◆ WRITTEN REQUEST: How many lines in the rows below contain the string "stopping"? Reply with the number alone.

## START RECORD EXTRACTS

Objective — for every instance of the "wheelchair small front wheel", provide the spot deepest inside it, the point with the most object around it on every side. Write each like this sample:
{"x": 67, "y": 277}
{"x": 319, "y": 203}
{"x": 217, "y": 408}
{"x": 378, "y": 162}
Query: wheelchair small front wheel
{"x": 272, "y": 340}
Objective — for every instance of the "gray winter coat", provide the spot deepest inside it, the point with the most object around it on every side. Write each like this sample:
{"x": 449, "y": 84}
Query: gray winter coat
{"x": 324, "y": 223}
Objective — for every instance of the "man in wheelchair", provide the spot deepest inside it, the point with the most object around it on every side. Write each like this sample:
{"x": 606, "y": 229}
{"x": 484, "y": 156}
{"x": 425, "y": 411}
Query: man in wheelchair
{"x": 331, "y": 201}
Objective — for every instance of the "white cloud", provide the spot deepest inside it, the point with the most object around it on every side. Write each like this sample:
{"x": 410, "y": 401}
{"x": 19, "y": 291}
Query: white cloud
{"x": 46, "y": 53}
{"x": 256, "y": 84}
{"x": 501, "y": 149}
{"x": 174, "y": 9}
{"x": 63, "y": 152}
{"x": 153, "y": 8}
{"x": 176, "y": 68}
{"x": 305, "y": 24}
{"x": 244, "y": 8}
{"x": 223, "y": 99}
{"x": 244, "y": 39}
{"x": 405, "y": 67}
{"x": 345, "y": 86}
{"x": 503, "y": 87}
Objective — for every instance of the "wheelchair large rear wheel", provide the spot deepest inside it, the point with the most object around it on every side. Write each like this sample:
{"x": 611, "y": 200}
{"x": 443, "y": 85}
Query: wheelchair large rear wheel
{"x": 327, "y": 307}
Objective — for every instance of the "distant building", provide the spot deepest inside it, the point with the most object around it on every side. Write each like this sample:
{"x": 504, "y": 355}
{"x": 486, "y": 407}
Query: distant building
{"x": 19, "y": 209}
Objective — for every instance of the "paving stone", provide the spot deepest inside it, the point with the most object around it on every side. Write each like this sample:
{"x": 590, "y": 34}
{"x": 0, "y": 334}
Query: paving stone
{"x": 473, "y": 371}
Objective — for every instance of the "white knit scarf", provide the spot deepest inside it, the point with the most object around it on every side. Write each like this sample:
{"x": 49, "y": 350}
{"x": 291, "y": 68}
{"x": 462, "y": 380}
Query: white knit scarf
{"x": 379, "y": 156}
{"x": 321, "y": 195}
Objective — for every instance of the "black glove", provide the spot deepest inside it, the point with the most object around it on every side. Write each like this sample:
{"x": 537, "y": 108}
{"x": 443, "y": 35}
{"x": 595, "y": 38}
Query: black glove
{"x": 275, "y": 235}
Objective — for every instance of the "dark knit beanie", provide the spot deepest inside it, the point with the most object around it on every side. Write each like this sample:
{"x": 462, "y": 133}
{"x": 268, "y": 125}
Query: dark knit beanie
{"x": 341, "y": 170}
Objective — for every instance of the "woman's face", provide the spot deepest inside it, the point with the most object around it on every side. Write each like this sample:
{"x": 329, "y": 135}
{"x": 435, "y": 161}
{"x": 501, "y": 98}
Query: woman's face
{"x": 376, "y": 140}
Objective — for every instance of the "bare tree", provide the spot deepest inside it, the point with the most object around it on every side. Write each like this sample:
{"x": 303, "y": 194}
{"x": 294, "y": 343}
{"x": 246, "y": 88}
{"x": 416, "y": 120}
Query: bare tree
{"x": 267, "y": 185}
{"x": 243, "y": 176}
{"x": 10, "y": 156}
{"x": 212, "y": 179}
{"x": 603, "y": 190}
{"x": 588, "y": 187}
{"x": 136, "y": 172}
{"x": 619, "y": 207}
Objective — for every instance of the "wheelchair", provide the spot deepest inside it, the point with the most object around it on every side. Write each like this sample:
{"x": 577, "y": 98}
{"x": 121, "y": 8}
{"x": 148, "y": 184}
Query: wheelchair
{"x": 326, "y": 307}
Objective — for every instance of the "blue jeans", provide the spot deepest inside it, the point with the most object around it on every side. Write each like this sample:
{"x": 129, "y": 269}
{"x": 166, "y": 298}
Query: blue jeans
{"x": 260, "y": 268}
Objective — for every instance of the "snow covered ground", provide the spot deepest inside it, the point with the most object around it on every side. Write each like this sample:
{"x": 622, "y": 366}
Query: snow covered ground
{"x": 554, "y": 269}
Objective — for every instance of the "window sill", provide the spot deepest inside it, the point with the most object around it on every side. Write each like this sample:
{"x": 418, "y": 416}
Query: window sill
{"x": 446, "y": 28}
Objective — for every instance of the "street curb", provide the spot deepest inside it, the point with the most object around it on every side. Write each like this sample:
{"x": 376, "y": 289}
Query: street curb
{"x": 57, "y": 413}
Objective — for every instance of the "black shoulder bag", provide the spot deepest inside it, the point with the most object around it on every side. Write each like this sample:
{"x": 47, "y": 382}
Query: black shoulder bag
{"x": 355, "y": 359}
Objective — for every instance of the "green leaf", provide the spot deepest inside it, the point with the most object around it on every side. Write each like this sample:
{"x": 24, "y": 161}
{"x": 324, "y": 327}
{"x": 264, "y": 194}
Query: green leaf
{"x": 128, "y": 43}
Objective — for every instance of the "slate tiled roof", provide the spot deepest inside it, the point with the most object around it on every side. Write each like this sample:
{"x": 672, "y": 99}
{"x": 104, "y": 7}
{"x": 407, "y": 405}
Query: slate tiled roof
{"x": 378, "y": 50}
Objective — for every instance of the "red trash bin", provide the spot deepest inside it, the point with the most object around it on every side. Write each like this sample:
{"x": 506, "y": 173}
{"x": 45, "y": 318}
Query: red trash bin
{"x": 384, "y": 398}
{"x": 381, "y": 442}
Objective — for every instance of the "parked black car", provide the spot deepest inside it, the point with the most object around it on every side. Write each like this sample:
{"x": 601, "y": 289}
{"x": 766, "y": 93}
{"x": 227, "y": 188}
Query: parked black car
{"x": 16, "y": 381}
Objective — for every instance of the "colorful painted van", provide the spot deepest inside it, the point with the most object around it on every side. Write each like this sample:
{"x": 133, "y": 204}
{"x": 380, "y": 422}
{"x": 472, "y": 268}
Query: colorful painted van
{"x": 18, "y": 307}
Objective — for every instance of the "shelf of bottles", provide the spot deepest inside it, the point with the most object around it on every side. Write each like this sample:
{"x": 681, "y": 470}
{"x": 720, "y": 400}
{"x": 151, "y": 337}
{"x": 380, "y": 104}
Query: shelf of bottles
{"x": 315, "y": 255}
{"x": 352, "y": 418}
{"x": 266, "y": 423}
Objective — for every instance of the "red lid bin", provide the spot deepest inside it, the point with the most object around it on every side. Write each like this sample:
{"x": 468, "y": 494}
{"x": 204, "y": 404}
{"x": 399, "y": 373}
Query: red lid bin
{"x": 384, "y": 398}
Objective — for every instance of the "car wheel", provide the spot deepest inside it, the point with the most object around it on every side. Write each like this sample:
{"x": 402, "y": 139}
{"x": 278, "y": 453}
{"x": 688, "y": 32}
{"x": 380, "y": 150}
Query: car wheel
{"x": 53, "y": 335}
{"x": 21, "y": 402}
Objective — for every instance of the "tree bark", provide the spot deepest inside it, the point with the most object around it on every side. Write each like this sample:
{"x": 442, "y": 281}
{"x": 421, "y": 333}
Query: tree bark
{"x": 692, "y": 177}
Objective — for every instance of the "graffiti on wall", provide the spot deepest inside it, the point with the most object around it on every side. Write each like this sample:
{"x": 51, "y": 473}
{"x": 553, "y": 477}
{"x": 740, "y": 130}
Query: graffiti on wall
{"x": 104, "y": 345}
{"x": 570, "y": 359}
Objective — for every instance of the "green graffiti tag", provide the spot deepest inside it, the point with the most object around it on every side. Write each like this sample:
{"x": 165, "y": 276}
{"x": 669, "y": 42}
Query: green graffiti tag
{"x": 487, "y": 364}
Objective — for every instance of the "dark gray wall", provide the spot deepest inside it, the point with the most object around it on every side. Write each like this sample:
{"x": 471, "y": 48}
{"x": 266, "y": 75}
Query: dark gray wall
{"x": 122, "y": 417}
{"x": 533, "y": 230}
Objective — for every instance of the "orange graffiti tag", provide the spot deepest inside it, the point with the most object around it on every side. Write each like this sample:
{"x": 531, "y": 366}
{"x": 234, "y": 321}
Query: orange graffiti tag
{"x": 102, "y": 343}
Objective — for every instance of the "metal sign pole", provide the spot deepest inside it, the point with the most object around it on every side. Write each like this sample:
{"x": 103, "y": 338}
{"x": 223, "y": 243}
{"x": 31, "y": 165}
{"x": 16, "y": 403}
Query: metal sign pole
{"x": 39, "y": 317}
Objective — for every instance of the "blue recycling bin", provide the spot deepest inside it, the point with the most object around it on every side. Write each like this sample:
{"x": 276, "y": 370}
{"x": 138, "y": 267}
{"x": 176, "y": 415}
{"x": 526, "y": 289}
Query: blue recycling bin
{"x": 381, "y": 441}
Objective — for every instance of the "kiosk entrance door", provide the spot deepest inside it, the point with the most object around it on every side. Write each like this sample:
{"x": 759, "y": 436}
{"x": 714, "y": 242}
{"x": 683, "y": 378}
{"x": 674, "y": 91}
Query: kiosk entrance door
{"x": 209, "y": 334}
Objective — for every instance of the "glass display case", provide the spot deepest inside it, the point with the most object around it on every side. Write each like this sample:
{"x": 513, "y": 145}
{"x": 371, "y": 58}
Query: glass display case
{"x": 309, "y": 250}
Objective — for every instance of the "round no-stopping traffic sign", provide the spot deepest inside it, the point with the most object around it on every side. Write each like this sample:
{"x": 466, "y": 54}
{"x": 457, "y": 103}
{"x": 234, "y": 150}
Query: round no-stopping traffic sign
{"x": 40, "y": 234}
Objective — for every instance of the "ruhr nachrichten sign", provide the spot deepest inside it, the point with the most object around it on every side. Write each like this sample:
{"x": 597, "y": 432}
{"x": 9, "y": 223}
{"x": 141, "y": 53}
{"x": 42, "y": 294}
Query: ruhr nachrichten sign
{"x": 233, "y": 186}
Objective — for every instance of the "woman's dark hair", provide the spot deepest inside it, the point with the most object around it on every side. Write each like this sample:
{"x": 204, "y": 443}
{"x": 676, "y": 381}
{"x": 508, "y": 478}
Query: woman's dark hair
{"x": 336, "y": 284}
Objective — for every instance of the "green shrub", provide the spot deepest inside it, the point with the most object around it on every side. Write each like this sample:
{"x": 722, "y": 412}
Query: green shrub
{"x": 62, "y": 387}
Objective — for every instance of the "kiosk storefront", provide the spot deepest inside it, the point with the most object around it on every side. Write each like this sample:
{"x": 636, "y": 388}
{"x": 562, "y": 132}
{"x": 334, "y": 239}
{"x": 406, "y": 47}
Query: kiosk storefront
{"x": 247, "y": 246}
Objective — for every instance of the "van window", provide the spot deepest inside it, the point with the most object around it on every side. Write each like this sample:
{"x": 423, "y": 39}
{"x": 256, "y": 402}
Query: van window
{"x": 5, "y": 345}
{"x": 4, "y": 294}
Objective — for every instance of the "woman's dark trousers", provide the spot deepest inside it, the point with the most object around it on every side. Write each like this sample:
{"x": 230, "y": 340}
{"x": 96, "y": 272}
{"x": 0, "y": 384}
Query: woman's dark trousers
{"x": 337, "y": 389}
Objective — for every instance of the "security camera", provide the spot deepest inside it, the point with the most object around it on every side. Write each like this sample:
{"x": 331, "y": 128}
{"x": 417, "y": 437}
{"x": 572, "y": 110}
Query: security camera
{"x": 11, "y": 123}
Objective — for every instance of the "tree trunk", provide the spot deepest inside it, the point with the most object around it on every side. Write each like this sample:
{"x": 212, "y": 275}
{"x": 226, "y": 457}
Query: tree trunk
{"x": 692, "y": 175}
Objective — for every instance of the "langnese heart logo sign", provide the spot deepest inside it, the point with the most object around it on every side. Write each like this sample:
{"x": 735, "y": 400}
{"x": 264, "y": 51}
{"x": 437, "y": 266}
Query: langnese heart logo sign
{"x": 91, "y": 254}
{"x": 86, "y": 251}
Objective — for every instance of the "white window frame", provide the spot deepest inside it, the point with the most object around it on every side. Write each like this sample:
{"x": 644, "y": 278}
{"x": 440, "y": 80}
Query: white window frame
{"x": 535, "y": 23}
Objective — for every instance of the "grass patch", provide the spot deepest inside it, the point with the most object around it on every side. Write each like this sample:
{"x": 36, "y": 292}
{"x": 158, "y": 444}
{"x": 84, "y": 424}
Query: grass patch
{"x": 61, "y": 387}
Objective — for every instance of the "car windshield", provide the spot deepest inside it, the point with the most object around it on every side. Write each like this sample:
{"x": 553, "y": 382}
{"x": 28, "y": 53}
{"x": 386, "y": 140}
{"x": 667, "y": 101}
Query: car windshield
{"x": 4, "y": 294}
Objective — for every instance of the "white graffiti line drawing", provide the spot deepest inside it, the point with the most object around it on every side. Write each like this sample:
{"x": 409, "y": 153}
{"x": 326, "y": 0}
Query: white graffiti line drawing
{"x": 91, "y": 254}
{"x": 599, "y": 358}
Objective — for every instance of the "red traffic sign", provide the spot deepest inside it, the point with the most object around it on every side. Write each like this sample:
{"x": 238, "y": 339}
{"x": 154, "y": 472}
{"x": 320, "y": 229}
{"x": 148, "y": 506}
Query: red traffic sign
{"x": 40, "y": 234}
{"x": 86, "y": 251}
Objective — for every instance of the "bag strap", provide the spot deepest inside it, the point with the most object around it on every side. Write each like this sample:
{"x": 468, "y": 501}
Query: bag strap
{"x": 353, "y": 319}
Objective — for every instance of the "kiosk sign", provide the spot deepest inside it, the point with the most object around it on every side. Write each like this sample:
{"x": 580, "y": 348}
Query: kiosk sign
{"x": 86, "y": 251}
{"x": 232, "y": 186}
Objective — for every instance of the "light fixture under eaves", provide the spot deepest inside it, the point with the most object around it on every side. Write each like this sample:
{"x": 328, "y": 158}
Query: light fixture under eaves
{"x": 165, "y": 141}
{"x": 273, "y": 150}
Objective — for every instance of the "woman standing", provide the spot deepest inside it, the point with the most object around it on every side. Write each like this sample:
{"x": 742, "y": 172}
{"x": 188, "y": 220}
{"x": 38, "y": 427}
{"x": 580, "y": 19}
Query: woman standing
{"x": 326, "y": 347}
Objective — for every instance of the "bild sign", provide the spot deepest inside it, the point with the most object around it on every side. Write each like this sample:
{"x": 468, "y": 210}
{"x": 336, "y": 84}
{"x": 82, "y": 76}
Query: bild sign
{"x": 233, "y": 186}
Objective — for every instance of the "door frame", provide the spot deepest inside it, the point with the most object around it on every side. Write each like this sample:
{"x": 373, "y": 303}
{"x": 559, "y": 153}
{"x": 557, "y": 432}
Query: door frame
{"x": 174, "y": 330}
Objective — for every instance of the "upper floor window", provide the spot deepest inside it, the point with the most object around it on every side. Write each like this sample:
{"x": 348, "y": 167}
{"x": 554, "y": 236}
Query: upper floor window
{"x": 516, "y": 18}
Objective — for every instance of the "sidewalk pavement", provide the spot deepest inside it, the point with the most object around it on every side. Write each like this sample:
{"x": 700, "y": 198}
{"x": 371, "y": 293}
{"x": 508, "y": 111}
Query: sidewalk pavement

## END RECORD EXTRACTS

◆ FINAL RESULT: 2